Requirements: From the records below, pull out each line containing the word "that" and list those lines.

Dataset extract:
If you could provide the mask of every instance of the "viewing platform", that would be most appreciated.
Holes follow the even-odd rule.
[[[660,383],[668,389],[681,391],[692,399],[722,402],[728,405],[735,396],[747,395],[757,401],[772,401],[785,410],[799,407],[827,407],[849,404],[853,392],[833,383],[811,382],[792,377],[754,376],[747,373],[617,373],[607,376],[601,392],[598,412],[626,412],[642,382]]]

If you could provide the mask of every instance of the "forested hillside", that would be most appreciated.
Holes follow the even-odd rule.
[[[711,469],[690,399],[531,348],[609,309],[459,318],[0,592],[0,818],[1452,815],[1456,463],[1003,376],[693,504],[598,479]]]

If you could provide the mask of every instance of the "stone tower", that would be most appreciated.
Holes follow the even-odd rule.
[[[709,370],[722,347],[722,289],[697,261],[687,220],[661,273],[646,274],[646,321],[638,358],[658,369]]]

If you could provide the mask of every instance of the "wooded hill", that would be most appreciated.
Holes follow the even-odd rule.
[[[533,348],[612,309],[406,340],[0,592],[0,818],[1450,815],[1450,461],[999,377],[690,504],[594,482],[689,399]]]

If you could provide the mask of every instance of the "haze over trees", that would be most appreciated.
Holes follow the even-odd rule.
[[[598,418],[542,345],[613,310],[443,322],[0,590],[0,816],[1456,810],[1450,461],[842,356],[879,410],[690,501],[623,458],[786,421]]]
==
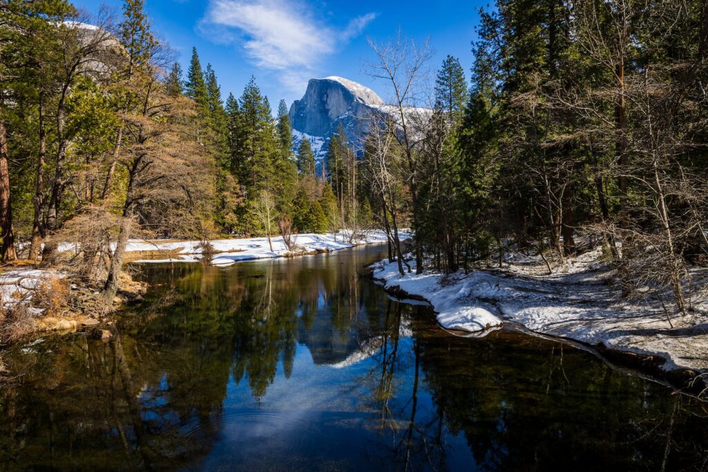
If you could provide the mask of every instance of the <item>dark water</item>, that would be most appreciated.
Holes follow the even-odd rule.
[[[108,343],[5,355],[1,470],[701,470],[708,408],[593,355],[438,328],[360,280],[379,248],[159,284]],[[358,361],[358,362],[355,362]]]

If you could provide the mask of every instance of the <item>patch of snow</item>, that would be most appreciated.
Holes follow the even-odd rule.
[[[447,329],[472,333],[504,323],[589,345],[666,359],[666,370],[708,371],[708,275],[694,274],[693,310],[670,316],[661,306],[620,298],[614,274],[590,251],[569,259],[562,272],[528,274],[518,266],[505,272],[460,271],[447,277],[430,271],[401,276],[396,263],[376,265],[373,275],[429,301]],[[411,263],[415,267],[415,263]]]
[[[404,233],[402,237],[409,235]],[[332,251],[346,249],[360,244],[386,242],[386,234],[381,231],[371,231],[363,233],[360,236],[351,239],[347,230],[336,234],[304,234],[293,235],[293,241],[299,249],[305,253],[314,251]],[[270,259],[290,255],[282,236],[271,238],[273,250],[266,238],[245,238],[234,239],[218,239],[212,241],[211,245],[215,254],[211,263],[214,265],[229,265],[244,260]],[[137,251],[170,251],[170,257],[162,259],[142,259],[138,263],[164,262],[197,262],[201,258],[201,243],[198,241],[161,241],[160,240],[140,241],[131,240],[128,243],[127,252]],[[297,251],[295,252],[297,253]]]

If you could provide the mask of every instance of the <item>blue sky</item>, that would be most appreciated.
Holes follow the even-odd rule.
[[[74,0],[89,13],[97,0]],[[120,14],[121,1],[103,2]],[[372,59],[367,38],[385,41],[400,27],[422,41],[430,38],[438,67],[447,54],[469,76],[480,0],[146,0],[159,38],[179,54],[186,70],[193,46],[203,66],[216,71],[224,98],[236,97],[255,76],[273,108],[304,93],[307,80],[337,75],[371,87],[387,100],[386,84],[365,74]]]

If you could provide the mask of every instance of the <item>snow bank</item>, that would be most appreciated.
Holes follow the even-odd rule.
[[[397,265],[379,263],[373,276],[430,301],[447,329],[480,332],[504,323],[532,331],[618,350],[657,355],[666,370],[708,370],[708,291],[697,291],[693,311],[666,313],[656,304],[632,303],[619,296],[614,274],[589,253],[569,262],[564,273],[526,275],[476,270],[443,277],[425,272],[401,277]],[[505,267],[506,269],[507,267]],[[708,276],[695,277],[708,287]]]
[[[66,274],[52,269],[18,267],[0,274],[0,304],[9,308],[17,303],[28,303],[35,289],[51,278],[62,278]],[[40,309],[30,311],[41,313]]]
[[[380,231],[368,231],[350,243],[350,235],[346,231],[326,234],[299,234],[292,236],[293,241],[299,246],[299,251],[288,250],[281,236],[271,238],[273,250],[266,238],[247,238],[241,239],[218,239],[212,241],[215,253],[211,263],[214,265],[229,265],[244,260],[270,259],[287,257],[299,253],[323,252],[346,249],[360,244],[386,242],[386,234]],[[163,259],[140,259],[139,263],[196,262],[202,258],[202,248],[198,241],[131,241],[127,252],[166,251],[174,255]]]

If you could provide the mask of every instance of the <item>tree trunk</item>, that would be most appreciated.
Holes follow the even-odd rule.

The solution:
If you could provide the mask of every instance of the "viewing platform", that would be most appreciated.
If you could provide the mask of every instance of the "forested hillside", that would be most appreciated.
If you could provide the mask of every instance of the "stone tower", that would be most appreciated.
If you could provide the mask of every instance of the "wooded hill", that would be most appreciated.
If you could provide the mask of every instance of the "haze over trees", that would be most appreciated.
If you could provide the mask of every instance of the <item>dark water</item>, that would be most appreciated.
If you could provide the mask of every instance of the <item>patch of snow</item>, that would be most appreciated.
If you could provide the mask of every instance of the <item>blue sky</item>, that would be most appreciated.
If you could provide the mask of every instance of the <item>snow bank</item>, that would be most appreciated.
If you could provide the mask of every instance of the <item>tree trunk</item>, that would be most appreciated.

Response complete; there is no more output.